> [Set task] Gather every line from the items below that contains the word "beard", and copy each one. Case counts.

> [Image annotation data]

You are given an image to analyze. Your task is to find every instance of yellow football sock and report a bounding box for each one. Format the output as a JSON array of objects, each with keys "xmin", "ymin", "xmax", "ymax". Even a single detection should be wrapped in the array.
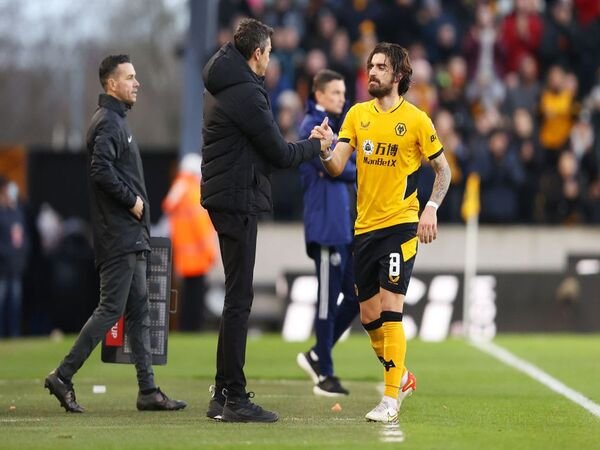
[
  {"xmin": 382, "ymin": 311, "xmax": 406, "ymax": 398},
  {"xmin": 367, "ymin": 326, "xmax": 383, "ymax": 360}
]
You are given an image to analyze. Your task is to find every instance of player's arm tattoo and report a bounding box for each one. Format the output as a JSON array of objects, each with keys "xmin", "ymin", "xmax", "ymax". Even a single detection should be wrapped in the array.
[{"xmin": 430, "ymin": 153, "xmax": 452, "ymax": 205}]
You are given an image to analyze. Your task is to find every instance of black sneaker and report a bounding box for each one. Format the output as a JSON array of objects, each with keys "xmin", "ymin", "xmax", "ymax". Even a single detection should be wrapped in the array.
[
  {"xmin": 221, "ymin": 392, "xmax": 279, "ymax": 422},
  {"xmin": 44, "ymin": 370, "xmax": 84, "ymax": 413},
  {"xmin": 136, "ymin": 387, "xmax": 187, "ymax": 411},
  {"xmin": 296, "ymin": 350, "xmax": 321, "ymax": 384},
  {"xmin": 313, "ymin": 376, "xmax": 350, "ymax": 397},
  {"xmin": 206, "ymin": 384, "xmax": 225, "ymax": 420}
]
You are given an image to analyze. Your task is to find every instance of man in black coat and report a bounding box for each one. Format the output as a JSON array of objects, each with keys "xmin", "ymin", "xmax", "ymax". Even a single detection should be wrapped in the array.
[
  {"xmin": 202, "ymin": 19, "xmax": 331, "ymax": 422},
  {"xmin": 45, "ymin": 55, "xmax": 186, "ymax": 413}
]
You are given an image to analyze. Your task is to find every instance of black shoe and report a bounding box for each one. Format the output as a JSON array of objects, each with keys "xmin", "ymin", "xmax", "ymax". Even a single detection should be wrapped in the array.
[
  {"xmin": 44, "ymin": 370, "xmax": 84, "ymax": 413},
  {"xmin": 136, "ymin": 387, "xmax": 187, "ymax": 411},
  {"xmin": 296, "ymin": 350, "xmax": 321, "ymax": 384},
  {"xmin": 221, "ymin": 392, "xmax": 279, "ymax": 422},
  {"xmin": 313, "ymin": 376, "xmax": 350, "ymax": 397},
  {"xmin": 206, "ymin": 384, "xmax": 225, "ymax": 420}
]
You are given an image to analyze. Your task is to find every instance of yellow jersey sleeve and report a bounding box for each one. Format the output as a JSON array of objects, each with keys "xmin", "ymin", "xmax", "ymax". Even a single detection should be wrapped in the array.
[
  {"xmin": 338, "ymin": 105, "xmax": 356, "ymax": 148},
  {"xmin": 417, "ymin": 113, "xmax": 443, "ymax": 159}
]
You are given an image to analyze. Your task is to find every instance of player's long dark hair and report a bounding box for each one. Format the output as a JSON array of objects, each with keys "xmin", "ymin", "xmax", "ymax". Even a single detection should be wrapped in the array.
[{"xmin": 367, "ymin": 42, "xmax": 412, "ymax": 95}]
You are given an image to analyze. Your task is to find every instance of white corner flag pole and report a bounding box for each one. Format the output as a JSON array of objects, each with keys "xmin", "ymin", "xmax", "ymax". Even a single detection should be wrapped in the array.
[{"xmin": 463, "ymin": 214, "xmax": 479, "ymax": 339}]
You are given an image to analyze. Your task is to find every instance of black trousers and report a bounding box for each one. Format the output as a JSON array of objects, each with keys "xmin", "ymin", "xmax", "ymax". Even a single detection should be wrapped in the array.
[
  {"xmin": 58, "ymin": 252, "xmax": 155, "ymax": 390},
  {"xmin": 209, "ymin": 211, "xmax": 257, "ymax": 398}
]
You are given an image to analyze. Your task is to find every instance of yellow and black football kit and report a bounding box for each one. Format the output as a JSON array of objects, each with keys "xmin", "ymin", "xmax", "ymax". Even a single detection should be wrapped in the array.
[
  {"xmin": 339, "ymin": 97, "xmax": 443, "ymax": 300},
  {"xmin": 339, "ymin": 98, "xmax": 443, "ymax": 398},
  {"xmin": 339, "ymin": 97, "xmax": 443, "ymax": 235}
]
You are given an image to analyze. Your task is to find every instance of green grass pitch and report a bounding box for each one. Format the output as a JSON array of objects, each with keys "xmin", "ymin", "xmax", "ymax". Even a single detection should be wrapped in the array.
[{"xmin": 0, "ymin": 333, "xmax": 600, "ymax": 450}]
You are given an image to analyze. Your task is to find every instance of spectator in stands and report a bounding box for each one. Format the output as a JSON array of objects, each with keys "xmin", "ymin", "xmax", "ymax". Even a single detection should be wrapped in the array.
[
  {"xmin": 539, "ymin": 66, "xmax": 577, "ymax": 168},
  {"xmin": 541, "ymin": 150, "xmax": 582, "ymax": 225},
  {"xmin": 502, "ymin": 55, "xmax": 542, "ymax": 117},
  {"xmin": 0, "ymin": 175, "xmax": 28, "ymax": 338},
  {"xmin": 510, "ymin": 108, "xmax": 544, "ymax": 223},
  {"xmin": 404, "ymin": 59, "xmax": 438, "ymax": 115},
  {"xmin": 499, "ymin": 0, "xmax": 543, "ymax": 73},
  {"xmin": 474, "ymin": 128, "xmax": 525, "ymax": 223},
  {"xmin": 162, "ymin": 153, "xmax": 217, "ymax": 331},
  {"xmin": 539, "ymin": 0, "xmax": 579, "ymax": 73},
  {"xmin": 329, "ymin": 29, "xmax": 356, "ymax": 103}
]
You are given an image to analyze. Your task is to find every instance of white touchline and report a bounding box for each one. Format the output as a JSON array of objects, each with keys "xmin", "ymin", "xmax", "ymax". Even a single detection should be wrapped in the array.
[{"xmin": 471, "ymin": 341, "xmax": 600, "ymax": 417}]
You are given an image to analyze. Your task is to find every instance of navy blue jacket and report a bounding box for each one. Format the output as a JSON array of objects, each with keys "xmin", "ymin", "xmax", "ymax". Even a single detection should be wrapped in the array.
[
  {"xmin": 300, "ymin": 100, "xmax": 356, "ymax": 246},
  {"xmin": 202, "ymin": 43, "xmax": 321, "ymax": 214},
  {"xmin": 86, "ymin": 94, "xmax": 150, "ymax": 266}
]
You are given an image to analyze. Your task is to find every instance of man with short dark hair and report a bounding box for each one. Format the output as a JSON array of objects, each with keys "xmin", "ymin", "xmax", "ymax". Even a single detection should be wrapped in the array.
[
  {"xmin": 45, "ymin": 55, "xmax": 186, "ymax": 413},
  {"xmin": 296, "ymin": 69, "xmax": 358, "ymax": 397},
  {"xmin": 311, "ymin": 42, "xmax": 451, "ymax": 422},
  {"xmin": 202, "ymin": 19, "xmax": 331, "ymax": 422}
]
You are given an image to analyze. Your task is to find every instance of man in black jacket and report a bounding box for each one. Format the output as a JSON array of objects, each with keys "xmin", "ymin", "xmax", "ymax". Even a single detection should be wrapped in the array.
[
  {"xmin": 45, "ymin": 55, "xmax": 186, "ymax": 413},
  {"xmin": 202, "ymin": 19, "xmax": 331, "ymax": 422}
]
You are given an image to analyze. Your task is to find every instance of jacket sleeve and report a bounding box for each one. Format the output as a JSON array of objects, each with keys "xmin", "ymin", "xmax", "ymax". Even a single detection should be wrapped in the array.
[
  {"xmin": 90, "ymin": 123, "xmax": 136, "ymax": 209},
  {"xmin": 234, "ymin": 90, "xmax": 321, "ymax": 169}
]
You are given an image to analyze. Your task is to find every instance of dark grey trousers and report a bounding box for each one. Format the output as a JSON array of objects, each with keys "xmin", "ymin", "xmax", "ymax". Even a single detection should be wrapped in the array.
[
  {"xmin": 209, "ymin": 211, "xmax": 257, "ymax": 398},
  {"xmin": 58, "ymin": 252, "xmax": 155, "ymax": 390}
]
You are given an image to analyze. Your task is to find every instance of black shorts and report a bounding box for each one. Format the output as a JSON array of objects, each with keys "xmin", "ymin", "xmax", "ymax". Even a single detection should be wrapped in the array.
[{"xmin": 353, "ymin": 223, "xmax": 418, "ymax": 302}]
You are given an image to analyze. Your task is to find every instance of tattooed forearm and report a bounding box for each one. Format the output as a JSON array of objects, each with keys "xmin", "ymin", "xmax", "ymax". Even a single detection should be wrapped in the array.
[{"xmin": 429, "ymin": 153, "xmax": 452, "ymax": 205}]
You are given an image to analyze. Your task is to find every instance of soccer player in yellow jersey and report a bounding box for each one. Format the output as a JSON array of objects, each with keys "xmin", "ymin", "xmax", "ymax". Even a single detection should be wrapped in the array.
[{"xmin": 313, "ymin": 42, "xmax": 450, "ymax": 422}]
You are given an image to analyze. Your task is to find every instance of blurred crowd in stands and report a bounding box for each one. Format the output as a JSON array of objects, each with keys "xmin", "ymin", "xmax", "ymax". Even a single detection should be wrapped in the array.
[{"xmin": 217, "ymin": 0, "xmax": 600, "ymax": 224}]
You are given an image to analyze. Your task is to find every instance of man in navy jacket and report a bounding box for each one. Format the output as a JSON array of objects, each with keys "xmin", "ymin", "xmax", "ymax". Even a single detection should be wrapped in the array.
[
  {"xmin": 202, "ymin": 19, "xmax": 331, "ymax": 422},
  {"xmin": 296, "ymin": 70, "xmax": 359, "ymax": 397}
]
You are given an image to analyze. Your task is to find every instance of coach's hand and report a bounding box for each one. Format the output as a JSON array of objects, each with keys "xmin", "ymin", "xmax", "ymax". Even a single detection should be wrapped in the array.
[
  {"xmin": 417, "ymin": 206, "xmax": 437, "ymax": 244},
  {"xmin": 129, "ymin": 195, "xmax": 144, "ymax": 220}
]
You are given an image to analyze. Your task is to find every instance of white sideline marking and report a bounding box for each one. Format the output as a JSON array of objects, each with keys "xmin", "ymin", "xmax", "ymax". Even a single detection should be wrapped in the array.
[{"xmin": 471, "ymin": 341, "xmax": 600, "ymax": 417}]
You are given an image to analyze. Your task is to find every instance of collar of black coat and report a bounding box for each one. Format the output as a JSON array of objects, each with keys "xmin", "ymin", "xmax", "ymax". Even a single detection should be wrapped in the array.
[{"xmin": 98, "ymin": 94, "xmax": 131, "ymax": 117}]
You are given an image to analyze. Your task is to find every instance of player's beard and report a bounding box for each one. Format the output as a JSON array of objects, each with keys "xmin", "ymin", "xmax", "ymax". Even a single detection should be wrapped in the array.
[{"xmin": 368, "ymin": 80, "xmax": 394, "ymax": 98}]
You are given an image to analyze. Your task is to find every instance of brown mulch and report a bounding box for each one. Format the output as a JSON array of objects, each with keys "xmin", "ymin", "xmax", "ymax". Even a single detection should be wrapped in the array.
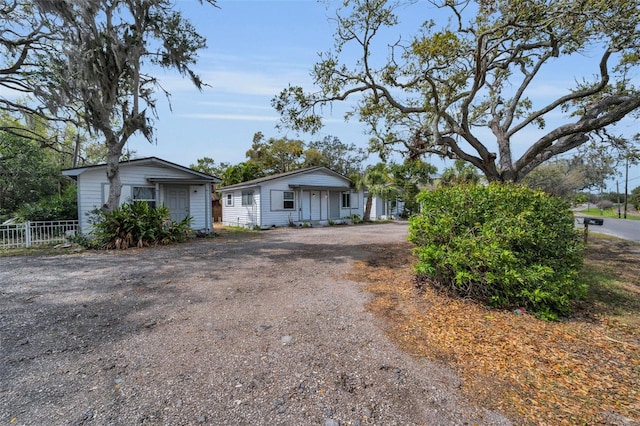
[{"xmin": 350, "ymin": 238, "xmax": 640, "ymax": 425}]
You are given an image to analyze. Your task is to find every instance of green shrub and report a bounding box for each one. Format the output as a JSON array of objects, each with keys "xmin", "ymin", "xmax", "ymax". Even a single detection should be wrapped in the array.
[
  {"xmin": 409, "ymin": 184, "xmax": 586, "ymax": 319},
  {"xmin": 92, "ymin": 201, "xmax": 192, "ymax": 249}
]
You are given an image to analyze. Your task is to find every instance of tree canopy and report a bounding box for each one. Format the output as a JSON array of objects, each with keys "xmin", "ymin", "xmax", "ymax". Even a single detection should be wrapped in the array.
[
  {"xmin": 0, "ymin": 0, "xmax": 215, "ymax": 210},
  {"xmin": 272, "ymin": 0, "xmax": 640, "ymax": 181}
]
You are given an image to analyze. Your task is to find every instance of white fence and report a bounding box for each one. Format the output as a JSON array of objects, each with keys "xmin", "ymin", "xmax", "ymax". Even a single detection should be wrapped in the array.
[{"xmin": 0, "ymin": 220, "xmax": 78, "ymax": 249}]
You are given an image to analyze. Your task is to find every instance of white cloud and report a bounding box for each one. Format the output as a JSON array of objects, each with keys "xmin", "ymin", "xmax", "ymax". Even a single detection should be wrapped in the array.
[{"xmin": 179, "ymin": 113, "xmax": 278, "ymax": 122}]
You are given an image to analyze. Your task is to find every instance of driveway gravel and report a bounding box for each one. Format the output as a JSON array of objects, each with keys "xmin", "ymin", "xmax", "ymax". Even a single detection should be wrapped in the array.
[{"xmin": 0, "ymin": 222, "xmax": 509, "ymax": 426}]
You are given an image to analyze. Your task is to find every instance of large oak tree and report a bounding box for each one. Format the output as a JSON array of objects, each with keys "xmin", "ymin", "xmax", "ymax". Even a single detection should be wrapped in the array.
[
  {"xmin": 0, "ymin": 0, "xmax": 215, "ymax": 210},
  {"xmin": 272, "ymin": 0, "xmax": 640, "ymax": 181}
]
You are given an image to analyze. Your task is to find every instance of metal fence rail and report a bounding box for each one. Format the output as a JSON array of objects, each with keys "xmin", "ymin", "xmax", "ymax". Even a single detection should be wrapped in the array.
[{"xmin": 0, "ymin": 220, "xmax": 78, "ymax": 249}]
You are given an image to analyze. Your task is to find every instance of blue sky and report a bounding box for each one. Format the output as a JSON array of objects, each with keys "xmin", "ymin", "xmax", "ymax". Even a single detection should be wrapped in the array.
[{"xmin": 122, "ymin": 0, "xmax": 640, "ymax": 188}]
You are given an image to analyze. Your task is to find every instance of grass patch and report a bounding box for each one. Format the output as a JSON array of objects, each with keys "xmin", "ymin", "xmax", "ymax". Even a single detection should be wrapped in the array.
[{"xmin": 350, "ymin": 236, "xmax": 640, "ymax": 425}]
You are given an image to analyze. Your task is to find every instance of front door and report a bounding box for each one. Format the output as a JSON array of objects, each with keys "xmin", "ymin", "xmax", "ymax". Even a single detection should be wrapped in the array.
[{"xmin": 166, "ymin": 186, "xmax": 189, "ymax": 222}]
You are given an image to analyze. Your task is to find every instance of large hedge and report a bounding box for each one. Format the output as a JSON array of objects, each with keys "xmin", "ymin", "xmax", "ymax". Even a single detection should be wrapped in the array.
[
  {"xmin": 91, "ymin": 201, "xmax": 192, "ymax": 250},
  {"xmin": 409, "ymin": 184, "xmax": 586, "ymax": 319}
]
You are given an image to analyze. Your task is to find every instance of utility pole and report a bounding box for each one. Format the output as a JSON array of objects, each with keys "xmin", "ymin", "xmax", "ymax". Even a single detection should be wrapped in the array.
[
  {"xmin": 624, "ymin": 156, "xmax": 629, "ymax": 219},
  {"xmin": 616, "ymin": 179, "xmax": 620, "ymax": 219}
]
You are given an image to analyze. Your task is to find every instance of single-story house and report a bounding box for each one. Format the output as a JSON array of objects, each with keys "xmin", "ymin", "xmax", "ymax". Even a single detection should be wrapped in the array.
[
  {"xmin": 62, "ymin": 157, "xmax": 221, "ymax": 233},
  {"xmin": 365, "ymin": 194, "xmax": 404, "ymax": 220},
  {"xmin": 219, "ymin": 167, "xmax": 364, "ymax": 229}
]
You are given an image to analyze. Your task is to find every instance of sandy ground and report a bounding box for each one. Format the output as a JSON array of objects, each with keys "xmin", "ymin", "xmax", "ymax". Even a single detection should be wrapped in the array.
[{"xmin": 0, "ymin": 223, "xmax": 509, "ymax": 426}]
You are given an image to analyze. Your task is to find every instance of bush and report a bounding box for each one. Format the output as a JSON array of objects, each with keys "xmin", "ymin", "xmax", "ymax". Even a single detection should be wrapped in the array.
[
  {"xmin": 92, "ymin": 201, "xmax": 192, "ymax": 249},
  {"xmin": 409, "ymin": 184, "xmax": 586, "ymax": 319}
]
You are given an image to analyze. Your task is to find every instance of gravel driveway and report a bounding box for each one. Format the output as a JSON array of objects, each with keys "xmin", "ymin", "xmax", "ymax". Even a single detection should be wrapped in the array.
[{"xmin": 0, "ymin": 223, "xmax": 509, "ymax": 425}]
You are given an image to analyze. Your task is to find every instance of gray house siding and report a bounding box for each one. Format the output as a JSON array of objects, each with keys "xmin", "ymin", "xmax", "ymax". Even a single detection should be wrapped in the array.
[
  {"xmin": 221, "ymin": 168, "xmax": 363, "ymax": 229},
  {"xmin": 63, "ymin": 158, "xmax": 219, "ymax": 233}
]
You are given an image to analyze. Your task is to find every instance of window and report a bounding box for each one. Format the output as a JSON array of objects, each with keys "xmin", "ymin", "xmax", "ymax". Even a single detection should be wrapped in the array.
[
  {"xmin": 131, "ymin": 186, "xmax": 156, "ymax": 208},
  {"xmin": 282, "ymin": 191, "xmax": 295, "ymax": 210},
  {"xmin": 342, "ymin": 192, "xmax": 351, "ymax": 209},
  {"xmin": 242, "ymin": 191, "xmax": 253, "ymax": 206}
]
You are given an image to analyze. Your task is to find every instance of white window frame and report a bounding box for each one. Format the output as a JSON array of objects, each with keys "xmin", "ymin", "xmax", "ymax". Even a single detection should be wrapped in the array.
[
  {"xmin": 340, "ymin": 192, "xmax": 351, "ymax": 209},
  {"xmin": 242, "ymin": 191, "xmax": 254, "ymax": 207},
  {"xmin": 282, "ymin": 191, "xmax": 296, "ymax": 210}
]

> [Result for this task]
You are given an image to analyze. Your task is to find every instance of player's beard and report a bounding box for each one. Format the output as a JSON array of objects, each with keys "xmin", "ymin", "xmax", "ymax". Even a single detection should be wrapped in the array.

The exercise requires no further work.